[Dataset entries]

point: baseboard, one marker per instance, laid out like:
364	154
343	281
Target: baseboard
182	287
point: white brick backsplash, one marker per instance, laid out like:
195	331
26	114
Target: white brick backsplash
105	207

EXERCISE DIRECTIONS:
Nothing should be left out: return all of the records exactly.

EXERCISE SOLUTION:
point: baseboard, one marker per instance, laid out like:
364	154
343	281
Target: baseboard
182	287
point: white brick backsplash, one marker per instance, laid out like:
195	331
26	114
Target: white brick backsplash
105	207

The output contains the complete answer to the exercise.